(TASK DATA begins)

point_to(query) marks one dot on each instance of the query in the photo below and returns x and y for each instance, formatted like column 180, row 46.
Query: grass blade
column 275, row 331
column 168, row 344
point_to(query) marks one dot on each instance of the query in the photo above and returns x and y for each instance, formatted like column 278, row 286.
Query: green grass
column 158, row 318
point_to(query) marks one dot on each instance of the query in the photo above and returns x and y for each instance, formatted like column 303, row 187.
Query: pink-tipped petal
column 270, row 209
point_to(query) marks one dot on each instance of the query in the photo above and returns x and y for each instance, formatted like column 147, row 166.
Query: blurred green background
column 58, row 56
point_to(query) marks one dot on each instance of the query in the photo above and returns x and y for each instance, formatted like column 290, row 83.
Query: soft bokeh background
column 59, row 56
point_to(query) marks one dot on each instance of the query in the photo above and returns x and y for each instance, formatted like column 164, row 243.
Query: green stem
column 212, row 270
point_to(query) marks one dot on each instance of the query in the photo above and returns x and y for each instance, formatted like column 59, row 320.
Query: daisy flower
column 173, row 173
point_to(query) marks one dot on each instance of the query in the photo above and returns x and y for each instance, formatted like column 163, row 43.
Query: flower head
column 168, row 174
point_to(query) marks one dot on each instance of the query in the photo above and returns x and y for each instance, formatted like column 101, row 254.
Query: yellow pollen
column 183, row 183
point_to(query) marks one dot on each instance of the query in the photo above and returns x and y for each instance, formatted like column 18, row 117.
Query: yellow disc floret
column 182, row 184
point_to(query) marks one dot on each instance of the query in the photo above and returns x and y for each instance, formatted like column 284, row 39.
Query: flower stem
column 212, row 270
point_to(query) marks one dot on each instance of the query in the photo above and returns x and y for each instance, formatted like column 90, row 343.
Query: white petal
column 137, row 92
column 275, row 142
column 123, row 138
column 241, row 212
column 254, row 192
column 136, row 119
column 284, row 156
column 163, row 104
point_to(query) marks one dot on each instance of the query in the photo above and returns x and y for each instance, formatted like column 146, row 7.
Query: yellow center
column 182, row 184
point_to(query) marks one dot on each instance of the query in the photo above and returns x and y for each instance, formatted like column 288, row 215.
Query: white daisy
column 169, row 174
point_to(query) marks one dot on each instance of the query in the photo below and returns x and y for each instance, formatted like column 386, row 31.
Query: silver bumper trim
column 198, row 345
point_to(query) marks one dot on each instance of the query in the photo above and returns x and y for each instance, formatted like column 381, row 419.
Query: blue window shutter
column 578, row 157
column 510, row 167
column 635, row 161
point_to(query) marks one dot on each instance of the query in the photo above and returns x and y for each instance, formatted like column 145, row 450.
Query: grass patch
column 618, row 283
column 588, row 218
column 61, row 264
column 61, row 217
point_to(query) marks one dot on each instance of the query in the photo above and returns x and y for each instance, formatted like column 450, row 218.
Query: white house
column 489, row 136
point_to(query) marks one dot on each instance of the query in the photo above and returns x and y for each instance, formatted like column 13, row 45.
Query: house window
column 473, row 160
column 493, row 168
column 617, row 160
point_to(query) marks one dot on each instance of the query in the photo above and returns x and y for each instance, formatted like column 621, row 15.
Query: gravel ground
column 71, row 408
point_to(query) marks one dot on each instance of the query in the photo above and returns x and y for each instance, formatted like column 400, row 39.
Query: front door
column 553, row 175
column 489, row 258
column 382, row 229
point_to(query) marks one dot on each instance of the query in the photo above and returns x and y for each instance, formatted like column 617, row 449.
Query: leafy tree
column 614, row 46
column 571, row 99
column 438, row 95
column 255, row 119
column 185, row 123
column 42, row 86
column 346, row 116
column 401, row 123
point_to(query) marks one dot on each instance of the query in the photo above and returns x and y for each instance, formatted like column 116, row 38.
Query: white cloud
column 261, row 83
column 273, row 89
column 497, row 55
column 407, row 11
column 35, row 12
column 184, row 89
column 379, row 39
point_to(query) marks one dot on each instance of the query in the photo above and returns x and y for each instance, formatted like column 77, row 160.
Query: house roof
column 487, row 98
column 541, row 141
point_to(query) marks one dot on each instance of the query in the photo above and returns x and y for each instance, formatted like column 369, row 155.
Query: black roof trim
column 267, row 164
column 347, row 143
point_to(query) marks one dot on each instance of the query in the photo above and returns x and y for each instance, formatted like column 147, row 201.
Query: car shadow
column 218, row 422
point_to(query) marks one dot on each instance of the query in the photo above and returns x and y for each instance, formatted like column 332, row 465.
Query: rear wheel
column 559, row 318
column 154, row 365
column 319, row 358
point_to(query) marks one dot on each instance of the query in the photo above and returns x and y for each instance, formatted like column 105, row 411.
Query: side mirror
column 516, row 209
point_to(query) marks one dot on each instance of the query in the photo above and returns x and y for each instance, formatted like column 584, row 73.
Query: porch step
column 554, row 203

(TASK DATA ends)

**ABOUT THIS EXERCISE**: Copy out exactly the lines running from the line with "147, row 201." to the end of the records, inclusive.

**YOUR SOLUTION**:
point_to(query) marks one dot on each instance of the query in the photo above and returns x and y for each instance, formatted like column 147, row 201.
Query: car shadow
column 218, row 422
point_to(query) marks one dot on each instance of the query in the photo above and returns x and y for each instance, formatted like column 332, row 465.
Query: rear wheel
column 559, row 318
column 154, row 365
column 319, row 358
point_to(query) marks one dot on each instance of the query in the photo above and returns x and y for each instance, formatted like column 105, row 411.
Query: side mirror
column 516, row 209
point_to(query) marks one dot on each instance of the query in the photo above and returns x and y for each instance, formatted like column 584, row 73.
Query: porch step
column 554, row 203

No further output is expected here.